* **Exercise description**: Copy the lines of the entries from the line containing "# this tool" through the last line of the entries, inclusive, and leave out the pictures.

[Dataset excerpt]
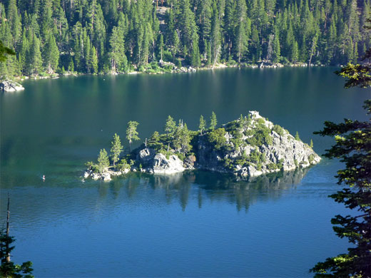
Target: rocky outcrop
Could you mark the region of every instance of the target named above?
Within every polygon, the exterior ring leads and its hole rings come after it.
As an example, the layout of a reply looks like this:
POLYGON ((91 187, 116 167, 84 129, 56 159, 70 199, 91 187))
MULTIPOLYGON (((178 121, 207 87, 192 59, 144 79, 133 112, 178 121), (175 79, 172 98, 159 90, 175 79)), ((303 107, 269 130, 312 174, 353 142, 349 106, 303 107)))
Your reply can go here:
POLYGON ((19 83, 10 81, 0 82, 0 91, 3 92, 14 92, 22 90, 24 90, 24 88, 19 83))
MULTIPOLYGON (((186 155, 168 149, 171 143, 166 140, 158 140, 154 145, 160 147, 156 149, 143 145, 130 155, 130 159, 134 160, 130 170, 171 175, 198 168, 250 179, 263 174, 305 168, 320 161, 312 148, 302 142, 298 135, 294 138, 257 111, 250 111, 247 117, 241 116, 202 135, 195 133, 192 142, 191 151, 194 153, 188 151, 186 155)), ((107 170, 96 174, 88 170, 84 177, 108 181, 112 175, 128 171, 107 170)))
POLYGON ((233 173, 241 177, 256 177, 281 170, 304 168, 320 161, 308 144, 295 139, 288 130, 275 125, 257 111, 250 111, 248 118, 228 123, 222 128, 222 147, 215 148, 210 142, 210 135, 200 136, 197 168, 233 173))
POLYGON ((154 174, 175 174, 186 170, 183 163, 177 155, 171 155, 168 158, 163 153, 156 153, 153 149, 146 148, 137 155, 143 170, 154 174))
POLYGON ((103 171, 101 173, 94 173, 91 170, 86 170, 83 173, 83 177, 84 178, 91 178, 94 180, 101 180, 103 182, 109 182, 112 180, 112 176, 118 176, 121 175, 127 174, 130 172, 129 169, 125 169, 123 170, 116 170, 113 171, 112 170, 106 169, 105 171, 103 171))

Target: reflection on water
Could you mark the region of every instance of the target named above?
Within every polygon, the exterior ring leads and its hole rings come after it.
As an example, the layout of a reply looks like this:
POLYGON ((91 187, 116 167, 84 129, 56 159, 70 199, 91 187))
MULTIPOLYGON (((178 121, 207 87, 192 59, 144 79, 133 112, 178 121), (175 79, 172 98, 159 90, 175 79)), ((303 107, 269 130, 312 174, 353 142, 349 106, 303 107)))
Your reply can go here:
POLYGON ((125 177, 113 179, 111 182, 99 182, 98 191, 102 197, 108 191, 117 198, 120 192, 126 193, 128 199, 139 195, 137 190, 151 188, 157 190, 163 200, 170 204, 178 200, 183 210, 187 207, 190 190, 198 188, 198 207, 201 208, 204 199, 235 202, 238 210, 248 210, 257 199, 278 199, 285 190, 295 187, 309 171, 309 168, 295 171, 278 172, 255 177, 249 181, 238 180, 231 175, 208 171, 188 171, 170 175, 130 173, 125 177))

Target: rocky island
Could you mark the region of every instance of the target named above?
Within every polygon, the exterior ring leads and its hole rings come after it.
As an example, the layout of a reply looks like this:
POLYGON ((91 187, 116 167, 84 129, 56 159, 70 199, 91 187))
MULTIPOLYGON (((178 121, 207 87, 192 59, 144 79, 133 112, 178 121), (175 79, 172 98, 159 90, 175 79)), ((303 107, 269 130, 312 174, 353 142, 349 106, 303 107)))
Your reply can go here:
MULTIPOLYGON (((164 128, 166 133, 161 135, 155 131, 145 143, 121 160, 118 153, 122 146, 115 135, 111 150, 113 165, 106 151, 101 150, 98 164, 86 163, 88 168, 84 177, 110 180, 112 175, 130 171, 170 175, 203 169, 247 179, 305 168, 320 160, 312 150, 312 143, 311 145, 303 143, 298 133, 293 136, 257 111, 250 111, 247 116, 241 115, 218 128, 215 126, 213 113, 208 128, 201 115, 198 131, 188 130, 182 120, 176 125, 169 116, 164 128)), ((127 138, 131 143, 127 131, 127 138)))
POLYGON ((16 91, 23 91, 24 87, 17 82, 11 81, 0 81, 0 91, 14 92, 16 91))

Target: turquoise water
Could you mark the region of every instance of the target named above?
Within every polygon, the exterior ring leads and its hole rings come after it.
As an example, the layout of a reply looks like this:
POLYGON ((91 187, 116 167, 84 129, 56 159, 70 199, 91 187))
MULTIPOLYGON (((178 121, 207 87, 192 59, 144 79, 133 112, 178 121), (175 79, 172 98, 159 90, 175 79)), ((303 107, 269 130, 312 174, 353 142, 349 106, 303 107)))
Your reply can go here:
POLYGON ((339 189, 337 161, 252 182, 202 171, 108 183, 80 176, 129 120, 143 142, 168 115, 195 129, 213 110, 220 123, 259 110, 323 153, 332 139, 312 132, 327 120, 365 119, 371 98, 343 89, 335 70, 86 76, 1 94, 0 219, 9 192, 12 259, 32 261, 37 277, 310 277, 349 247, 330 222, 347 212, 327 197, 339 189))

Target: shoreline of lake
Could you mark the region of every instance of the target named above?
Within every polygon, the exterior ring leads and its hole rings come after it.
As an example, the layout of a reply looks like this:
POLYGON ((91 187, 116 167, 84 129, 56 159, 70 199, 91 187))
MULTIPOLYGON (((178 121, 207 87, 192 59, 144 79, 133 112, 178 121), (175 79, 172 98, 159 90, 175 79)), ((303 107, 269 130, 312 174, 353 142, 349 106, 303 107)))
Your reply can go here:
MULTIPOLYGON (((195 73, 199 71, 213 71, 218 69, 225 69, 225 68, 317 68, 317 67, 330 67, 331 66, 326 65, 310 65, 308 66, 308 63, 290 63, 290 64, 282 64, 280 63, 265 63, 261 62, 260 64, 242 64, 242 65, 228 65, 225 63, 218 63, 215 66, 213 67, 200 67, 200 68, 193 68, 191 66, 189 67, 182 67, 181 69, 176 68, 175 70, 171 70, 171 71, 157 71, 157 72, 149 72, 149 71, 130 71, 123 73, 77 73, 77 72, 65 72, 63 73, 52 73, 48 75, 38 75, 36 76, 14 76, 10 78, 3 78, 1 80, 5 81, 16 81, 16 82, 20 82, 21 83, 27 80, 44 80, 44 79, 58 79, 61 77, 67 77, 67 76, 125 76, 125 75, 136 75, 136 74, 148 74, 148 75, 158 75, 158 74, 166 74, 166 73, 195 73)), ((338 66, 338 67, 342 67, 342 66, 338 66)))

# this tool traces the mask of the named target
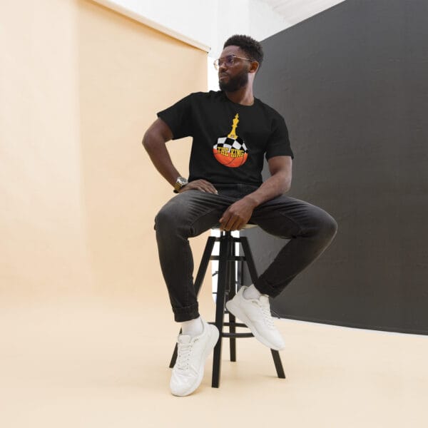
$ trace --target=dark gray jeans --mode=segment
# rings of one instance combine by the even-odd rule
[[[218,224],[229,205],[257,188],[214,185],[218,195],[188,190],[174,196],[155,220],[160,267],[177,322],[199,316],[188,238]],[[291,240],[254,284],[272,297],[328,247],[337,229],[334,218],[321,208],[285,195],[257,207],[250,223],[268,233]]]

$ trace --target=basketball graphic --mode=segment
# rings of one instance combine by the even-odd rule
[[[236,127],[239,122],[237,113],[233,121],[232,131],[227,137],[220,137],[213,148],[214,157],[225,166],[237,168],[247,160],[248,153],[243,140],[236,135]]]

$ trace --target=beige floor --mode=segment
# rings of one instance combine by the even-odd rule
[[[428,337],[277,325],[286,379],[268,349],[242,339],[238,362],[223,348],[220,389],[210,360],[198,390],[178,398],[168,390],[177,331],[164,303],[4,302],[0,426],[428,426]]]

* **Full answer**:
# this tool traces the mask of the named target
$ trace --target=dark gray jeans --mode=segment
# rings of one instance combine by the even-odd rule
[[[218,224],[229,205],[257,188],[214,185],[218,195],[188,190],[174,196],[155,220],[160,267],[177,322],[199,316],[188,238]],[[291,240],[254,284],[272,297],[328,247],[337,229],[334,218],[321,208],[285,195],[257,207],[250,223],[268,233]]]

$ trace --target=basketball graphic --mode=segment
# rings of one instance combine by the even-odd rule
[[[236,127],[239,122],[237,113],[233,121],[232,131],[227,137],[220,137],[213,148],[214,157],[225,166],[237,168],[247,160],[248,153],[243,140],[236,135]]]

$ trace --target=beige floor --mode=segment
# rings of one instance combine by the even-odd rule
[[[428,337],[277,325],[286,379],[268,349],[242,339],[238,362],[223,348],[220,389],[210,360],[198,390],[178,398],[168,390],[177,331],[164,303],[4,302],[0,426],[428,426]]]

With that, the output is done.